Supplied text:
▬▬▬▬▬▬

Psychiatrist and relationship expert Dr. Laura Dabney believes the quality of friendships matters far more than the number of friends a person has. Her insights help explain why some friendships thrive for decades while others quietly fade away.
Lasting Friendships Require More Than Time

Silver / Pexels / Many people assume that strong friendships happen naturally. During childhood and early adulthood, that feels true.
Friends see each other regularly through school, work, or shared activities. Connection happens almost automatically.
As life becomes busier, those ‘built-in opportunities’ begin to disappear. Careers demand attention. Romantic relationships become priorities. Children, mortgages, and aging parents add new responsibilities. Suddenly, maintaining friendships takes effort.
Dr. Laura Dabney explains that this shift often becomes noticeable around age 30. Friends who once spent hours together each week may go months without seeing each other. The friendship itself has not necessarily weakened, but the circumstances have changed.
So, what keeps a friendship alive is not constant contact. It is the ability to reconnect in meaningful ways. People sometimes wait until a friendship feels close before reaching out. According to Dr. Dabney, that approach gets things backward. The strongest friendships are built on consistent connection. They do not require daily conversations, but they do require intention.
The Real Secret Behind Deep Friendships
Dr. Laura Dabney argues that loneliness often stems from a lack of intimacy rather than a lack of social interaction. Someone can have dozens of acquaintances and still feel disconnected.

▬▬▬▬▬▬

Excerpted records:
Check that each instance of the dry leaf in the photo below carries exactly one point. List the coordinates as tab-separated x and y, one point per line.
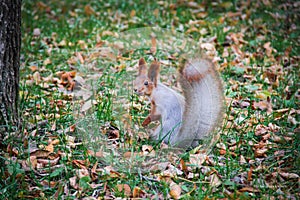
215	181
73	183
138	193
248	189
88	10
289	175
175	190
197	159
124	188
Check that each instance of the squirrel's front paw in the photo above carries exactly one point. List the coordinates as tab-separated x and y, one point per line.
146	121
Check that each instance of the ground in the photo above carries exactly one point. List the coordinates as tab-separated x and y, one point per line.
82	135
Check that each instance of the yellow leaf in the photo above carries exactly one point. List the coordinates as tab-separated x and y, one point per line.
88	10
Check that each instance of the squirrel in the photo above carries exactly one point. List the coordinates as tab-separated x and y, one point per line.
184	120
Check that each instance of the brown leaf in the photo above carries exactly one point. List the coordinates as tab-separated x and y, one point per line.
94	173
81	163
175	190
215	181
124	188
88	10
260	152
289	175
138	193
33	68
263	105
40	153
268	48
147	150
73	183
248	189
46	183
153	45
197	159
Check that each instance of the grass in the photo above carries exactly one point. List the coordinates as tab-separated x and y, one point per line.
241	171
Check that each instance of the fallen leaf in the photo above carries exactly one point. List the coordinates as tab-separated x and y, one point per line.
175	190
215	181
289	175
138	193
124	188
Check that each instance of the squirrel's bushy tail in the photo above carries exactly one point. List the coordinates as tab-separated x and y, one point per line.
204	101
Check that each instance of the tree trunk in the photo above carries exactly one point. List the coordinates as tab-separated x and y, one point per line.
10	43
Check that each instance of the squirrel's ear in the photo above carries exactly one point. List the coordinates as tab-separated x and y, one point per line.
142	67
153	73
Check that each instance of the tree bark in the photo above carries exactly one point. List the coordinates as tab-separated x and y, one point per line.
10	43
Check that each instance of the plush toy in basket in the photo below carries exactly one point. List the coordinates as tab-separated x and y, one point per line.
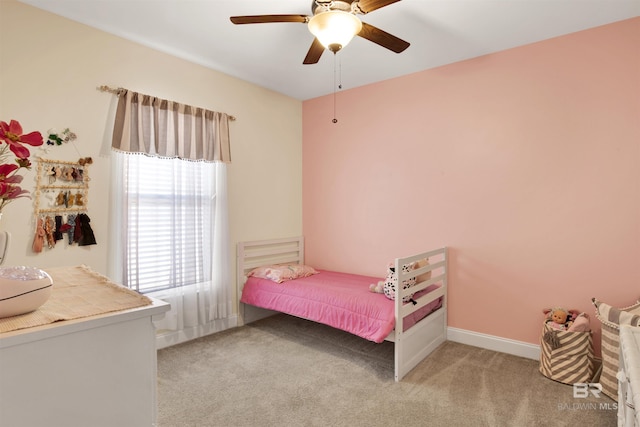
566	347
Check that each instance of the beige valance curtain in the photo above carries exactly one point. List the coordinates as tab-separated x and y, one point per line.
154	126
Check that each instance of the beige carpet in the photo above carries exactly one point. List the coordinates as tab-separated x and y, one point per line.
284	371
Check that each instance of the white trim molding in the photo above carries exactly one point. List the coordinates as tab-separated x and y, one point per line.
492	342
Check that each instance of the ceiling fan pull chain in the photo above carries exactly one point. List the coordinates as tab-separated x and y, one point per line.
334	89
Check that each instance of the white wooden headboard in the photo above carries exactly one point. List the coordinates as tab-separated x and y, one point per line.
265	252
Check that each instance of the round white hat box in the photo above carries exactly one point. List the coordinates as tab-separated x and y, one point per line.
23	290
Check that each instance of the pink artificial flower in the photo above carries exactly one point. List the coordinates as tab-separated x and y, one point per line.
12	134
6	170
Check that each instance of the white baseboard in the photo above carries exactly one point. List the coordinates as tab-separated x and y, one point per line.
169	338
491	342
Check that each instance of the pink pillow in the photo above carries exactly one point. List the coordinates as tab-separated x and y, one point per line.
284	272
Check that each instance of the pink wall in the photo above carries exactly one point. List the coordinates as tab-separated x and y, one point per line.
526	163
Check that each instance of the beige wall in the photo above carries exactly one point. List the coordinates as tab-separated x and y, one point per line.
50	68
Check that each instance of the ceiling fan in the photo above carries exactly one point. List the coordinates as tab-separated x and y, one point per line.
334	24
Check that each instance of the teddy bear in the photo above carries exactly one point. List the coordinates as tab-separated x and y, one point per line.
558	318
388	286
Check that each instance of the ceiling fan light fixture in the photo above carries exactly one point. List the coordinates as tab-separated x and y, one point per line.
334	29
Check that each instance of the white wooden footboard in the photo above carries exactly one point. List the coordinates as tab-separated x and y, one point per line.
414	344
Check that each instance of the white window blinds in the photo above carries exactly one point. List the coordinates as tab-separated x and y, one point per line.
170	206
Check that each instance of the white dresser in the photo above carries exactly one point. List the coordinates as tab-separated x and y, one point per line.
629	377
95	371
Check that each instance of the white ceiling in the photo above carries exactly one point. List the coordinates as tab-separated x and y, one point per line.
271	55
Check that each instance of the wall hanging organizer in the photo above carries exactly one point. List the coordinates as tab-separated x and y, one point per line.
61	196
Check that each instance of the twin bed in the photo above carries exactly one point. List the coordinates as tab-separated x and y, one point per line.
345	301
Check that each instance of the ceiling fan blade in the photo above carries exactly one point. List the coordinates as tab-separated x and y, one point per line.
315	52
367	6
262	19
383	38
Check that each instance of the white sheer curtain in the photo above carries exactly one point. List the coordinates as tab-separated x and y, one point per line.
169	216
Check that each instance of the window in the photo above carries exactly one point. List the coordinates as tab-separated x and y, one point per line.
169	215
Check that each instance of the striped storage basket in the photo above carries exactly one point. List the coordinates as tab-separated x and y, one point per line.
611	318
566	357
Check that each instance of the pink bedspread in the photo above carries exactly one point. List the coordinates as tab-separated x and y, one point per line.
340	300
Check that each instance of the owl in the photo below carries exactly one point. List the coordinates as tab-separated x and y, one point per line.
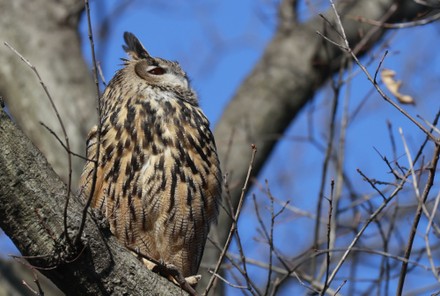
158	175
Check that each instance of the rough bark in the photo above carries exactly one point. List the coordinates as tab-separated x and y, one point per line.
45	33
32	198
292	68
294	65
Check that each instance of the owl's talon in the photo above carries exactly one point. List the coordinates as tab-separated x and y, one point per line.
193	280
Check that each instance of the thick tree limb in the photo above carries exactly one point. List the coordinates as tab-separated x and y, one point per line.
45	33
294	65
32	199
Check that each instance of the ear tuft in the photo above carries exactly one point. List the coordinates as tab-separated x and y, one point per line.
134	47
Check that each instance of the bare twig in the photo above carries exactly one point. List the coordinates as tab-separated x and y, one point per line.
234	222
95	170
431	175
63	129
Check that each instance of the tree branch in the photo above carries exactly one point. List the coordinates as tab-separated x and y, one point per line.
293	66
31	213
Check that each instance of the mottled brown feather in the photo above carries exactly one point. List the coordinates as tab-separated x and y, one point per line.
158	180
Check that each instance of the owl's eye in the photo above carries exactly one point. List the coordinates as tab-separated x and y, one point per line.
157	71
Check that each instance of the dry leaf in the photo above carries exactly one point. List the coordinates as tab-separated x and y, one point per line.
393	86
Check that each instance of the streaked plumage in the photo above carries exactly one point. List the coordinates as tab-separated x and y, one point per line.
158	180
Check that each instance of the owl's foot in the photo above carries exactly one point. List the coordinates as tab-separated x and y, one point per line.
193	280
173	274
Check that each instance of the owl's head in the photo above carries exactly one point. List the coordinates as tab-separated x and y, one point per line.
155	71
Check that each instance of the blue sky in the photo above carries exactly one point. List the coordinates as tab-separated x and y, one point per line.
218	42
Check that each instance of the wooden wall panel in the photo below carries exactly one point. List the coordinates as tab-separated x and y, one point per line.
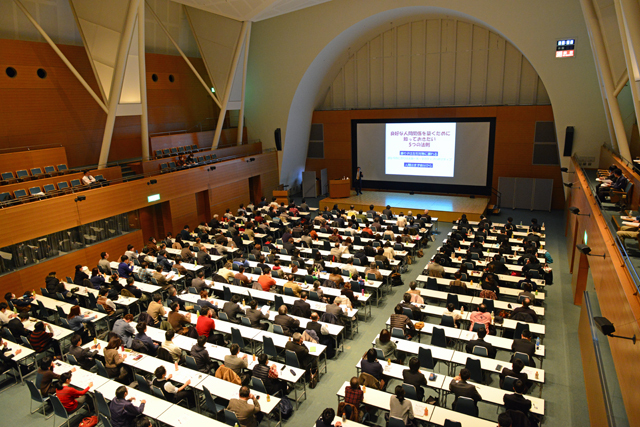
112	173
61	213
607	158
513	150
58	110
184	211
32	158
236	150
615	290
33	277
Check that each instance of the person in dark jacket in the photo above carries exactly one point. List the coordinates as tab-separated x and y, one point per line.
123	411
84	356
53	285
152	347
261	370
288	323
201	355
78	279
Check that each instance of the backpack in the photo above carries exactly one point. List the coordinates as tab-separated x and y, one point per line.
286	408
88	421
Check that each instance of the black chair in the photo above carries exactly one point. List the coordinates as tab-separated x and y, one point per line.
438	338
475	368
447	321
426	359
466	405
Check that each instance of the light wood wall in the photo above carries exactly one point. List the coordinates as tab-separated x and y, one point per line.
608	158
615	290
36	219
58	110
33	277
513	149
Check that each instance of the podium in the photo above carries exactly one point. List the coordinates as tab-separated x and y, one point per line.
339	188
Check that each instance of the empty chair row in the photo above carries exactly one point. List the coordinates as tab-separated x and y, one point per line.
200	160
48	190
33	173
176	151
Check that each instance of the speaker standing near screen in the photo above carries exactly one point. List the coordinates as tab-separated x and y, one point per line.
358	181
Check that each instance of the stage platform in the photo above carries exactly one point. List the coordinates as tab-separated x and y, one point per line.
445	208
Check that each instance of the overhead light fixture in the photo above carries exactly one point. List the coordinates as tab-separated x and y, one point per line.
607	328
587	250
576	211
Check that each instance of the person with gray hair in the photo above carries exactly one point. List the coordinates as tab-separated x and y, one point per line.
306	361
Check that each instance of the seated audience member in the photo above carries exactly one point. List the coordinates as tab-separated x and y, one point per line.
172	393
123	411
84	356
401	407
70	397
269	375
113	361
150	345
178	321
400	320
288	323
326	419
201	355
42	340
460	387
370	365
47	376
480	316
516	372
156	309
480	342
248	414
171	347
525	345
255	315
232	309
124	330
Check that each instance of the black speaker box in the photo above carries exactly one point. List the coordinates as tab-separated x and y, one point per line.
604	325
278	137
568	142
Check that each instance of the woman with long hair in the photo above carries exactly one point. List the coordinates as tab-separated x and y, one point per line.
400	407
78	321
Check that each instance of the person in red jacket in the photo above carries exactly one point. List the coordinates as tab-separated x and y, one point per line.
71	398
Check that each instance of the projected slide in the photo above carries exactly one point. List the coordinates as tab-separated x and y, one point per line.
420	149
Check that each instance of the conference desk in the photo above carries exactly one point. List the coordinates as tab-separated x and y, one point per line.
512	292
335	331
339	188
439	311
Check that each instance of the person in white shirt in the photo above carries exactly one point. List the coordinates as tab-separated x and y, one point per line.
87	179
5	315
171	347
131	252
401	221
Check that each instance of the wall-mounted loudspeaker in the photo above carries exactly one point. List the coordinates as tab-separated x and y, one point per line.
568	142
278	137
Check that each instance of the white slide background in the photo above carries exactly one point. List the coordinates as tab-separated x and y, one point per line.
471	154
420	149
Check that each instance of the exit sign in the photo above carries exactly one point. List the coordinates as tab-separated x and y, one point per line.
565	48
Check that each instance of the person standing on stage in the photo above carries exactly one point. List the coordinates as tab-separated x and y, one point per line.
358	181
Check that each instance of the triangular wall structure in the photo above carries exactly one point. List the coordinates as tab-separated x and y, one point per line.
217	38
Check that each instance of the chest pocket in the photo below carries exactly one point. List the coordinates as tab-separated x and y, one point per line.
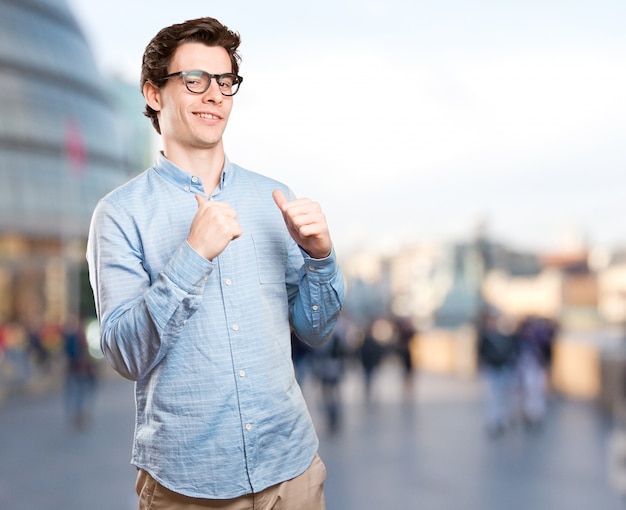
271	260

▬▬▬▬▬▬

Tasks to perform:
A) Answer from the friendship article:
(i) Around what age does Dr. Laura Dabney say the shift in friendships often becomes noticeable?
(ii) According to Dr. Dabney, what does loneliness often stem from?
(iii) What does Dr. Dabney believe matters far more than the number of friends a person has?
B) Reproduce the part of the friendship article starting at "As life becomes" and ending at "do require intention.".
The records have nothing to do with the friendship article.

The responses:
A)
(i) Around age 30.
(ii) A lack of intimacy rather than a lack of social interaction.
(iii) The quality of friendships.

B)
As life becomes busier, those ‘built-in opportunities’ begin to disappear. Careers demand attention. Romantic relationships become priorities. Children, mortgages, and aging parents add new responsibilities. Suddenly, maintaining friendships takes effort.
Dr. Laura Dabney explains that this shift often becomes noticeable around age 30. Friends who once spent hours together each week may go months without seeing each other. The friendship itself has not necessarily weakened, but the circumstances have changed.
So, what keeps a friendship alive is not constant contact. It is the ability to reconnect in meaningful ways. People sometimes wait until a friendship feels close before reaching out. According to Dr. Dabney, that approach gets things backward. The strongest friendships are built on consistent connection. They do not require daily conversations, but they do require intention.